EXERCISE BRIEF: Transcribe every record below word for word.

MATERIAL PROVIDED:
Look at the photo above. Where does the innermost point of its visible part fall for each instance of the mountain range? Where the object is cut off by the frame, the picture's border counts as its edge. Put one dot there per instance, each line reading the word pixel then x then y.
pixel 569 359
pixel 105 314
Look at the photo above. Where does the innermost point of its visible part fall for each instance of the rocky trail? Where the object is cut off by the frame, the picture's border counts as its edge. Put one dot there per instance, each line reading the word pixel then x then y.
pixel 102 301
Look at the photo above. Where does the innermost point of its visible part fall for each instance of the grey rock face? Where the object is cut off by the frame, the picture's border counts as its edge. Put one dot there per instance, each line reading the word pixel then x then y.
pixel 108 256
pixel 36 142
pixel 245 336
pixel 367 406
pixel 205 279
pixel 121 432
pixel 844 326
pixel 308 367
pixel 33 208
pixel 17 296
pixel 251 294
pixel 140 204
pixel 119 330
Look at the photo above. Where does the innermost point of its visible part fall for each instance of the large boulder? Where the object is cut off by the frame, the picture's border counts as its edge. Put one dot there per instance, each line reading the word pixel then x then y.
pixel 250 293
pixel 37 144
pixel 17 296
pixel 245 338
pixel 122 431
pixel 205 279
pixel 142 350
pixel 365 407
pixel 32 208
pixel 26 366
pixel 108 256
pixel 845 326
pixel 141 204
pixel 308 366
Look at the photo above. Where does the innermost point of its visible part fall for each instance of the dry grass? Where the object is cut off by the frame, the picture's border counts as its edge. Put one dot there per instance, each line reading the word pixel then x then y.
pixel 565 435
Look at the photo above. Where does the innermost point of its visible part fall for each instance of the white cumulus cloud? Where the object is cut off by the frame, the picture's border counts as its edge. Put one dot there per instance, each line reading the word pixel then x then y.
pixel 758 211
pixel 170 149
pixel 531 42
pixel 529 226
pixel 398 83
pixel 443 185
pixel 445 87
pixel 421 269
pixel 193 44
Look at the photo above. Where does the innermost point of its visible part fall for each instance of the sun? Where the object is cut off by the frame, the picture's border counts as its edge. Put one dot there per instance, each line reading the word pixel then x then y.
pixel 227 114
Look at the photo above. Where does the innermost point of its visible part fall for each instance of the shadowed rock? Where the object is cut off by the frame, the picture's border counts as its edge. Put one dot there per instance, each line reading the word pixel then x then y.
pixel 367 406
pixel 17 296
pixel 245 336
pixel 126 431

COMPLETED TASK:
Look at the photo above. Where does the innermost point of its visible part fall for each instance of the mountain range? Where the object is cut off by the frame, the picture's border counts as its edge. Put one dot there per instance, each line reading the word pixel then x then y.
pixel 569 359
pixel 105 314
Look at the photo above. Where does the innermost point of its visible part fall for each instance of the rocky trail? Where the object is cut off by the frame, the picture's border counts as its edge. Put one dot there per instance, each line reading the word pixel then x then y.
pixel 102 301
Look at the photo above. Where does the innermost point of its visible part fall for each instance of the grey rock face? Where the object is cut off by the frame, the picture's border counts as its edge. Put one dot there per instance, each line reading the word pixel then x then y.
pixel 108 256
pixel 36 142
pixel 245 336
pixel 367 406
pixel 205 279
pixel 121 432
pixel 844 326
pixel 308 367
pixel 33 208
pixel 17 296
pixel 251 294
pixel 140 204
pixel 119 330
Look at the photo above. Where does the innermost point of its visible part fall for each instance of the large boulder? Where the object is cut off by the frame, the picture's border counts as its edge. Put one dot there per instance, each line reading the word pixel then x then y.
pixel 250 293
pixel 37 144
pixel 17 296
pixel 245 338
pixel 122 431
pixel 205 279
pixel 142 350
pixel 365 407
pixel 32 208
pixel 26 366
pixel 108 256
pixel 845 326
pixel 141 204
pixel 308 366
Look at the photo above. Where does the innermost point of its visible part fall for each instance of the dry grass? Where the object is cut off by the frame, the picture's border counts as its edge. Put one dot there per instance, each line reading the word pixel then x then y.
pixel 565 435
Look at the photo above. Where does the innermost point of its visible part fall for each instance of the white cumulus cloud? Where the object is cut off by the frame, the picture's border counts as its edge. Put one dot there per instance, each line reading the word pixel then x then y.
pixel 758 211
pixel 170 149
pixel 531 42
pixel 529 226
pixel 398 83
pixel 443 185
pixel 445 87
pixel 421 269
pixel 193 44
Look at the photo above. Where does the innermost point of its visible part fall for each instance of the sun? Where the object is cut off by the frame, the picture's border counts as its edge. Put one dot there per instance, each line reading the word pixel then x then y.
pixel 227 114
Look at the photo above. Where does the innermost point of its visible part fall for each instance of the shadowed rock? Where the object is cut off by the frame, the picture's border counts as its edge. Put one dot there per instance, each line reading the word pixel then x then y.
pixel 367 406
pixel 17 296
pixel 245 336
pixel 126 431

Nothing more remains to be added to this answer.